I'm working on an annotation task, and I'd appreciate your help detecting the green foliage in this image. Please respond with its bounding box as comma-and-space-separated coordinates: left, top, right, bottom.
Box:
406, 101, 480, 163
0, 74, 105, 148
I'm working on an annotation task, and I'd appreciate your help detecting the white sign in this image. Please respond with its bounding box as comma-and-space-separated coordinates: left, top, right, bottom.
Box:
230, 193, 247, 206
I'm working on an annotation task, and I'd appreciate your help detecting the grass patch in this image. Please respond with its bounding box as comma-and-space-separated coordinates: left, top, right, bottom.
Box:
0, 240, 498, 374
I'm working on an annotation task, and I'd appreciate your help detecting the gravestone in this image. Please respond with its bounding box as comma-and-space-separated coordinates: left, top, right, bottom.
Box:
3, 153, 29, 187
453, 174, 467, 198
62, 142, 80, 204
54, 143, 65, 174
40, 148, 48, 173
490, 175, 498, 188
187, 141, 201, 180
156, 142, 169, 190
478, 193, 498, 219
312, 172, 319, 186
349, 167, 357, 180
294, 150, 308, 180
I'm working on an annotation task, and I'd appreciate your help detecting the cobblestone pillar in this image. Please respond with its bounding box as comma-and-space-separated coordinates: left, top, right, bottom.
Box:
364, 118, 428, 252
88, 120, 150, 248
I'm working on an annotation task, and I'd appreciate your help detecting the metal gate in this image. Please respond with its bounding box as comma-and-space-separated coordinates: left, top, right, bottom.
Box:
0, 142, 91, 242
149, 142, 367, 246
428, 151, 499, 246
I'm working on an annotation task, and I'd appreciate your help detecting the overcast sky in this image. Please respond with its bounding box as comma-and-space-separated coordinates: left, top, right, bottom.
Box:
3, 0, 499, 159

=== PROBLEM DETAILS ===
Reproduce the data, keeping every line exactly the same.

=== RESULT FOR THIS EXERCISE ===
I'm working on an annotation task, and I'd appreciate your help detecting the green foliage in this image. Please respond with its bounding box as comma-and-space-separated coordinates: left, top, right, bottom.
Box:
406, 101, 480, 163
0, 74, 105, 148
I'm working on an annotation task, and I'd appreciate your help detecting the white sign in this image. Please respond with its bounding box as comma-and-space-separated coordinates: left, top, right, bottom.
Box:
230, 193, 247, 206
I'm working on an annotation task, and I'd appreciate your help detecting the grass patch in this image. Please respond with its bounding box as comma-and-space-separated coordinates: left, top, right, bottom.
Box:
0, 240, 498, 374
I'm working on an annotation task, and I'd appreciate your help detecting the gravestone in this image. Please respond with its bounding box as comma-and-space-separated coordinates: left, top, right, bottom.
Box:
3, 153, 29, 187
453, 174, 467, 198
62, 142, 80, 204
54, 143, 65, 174
40, 148, 48, 173
490, 175, 498, 188
187, 141, 201, 180
156, 142, 169, 190
478, 193, 498, 219
312, 172, 319, 186
349, 167, 357, 180
294, 150, 308, 180
I'm working on an annotation task, and I'd appreciate your help detecting the cobblestone pillar in this image. Please respond with its bounding box as comma-and-space-separated coordinates: left, top, right, bottom.
Box:
364, 118, 428, 252
88, 120, 150, 248
I'm working on an annotation task, and I'd appreciate your help detecting the metal gate in this image. Please respond with its bounding box as comma-and-space-separated coordinates: left, top, right, bottom.
Box:
0, 142, 91, 242
149, 142, 367, 246
428, 151, 499, 246
I'm working on an annotation task, and I'd appreciate your help detecting the overcast sky in this image. Please respond with its bounding box as comma-and-space-separated coordinates: left, top, right, bottom.
Box:
3, 0, 499, 159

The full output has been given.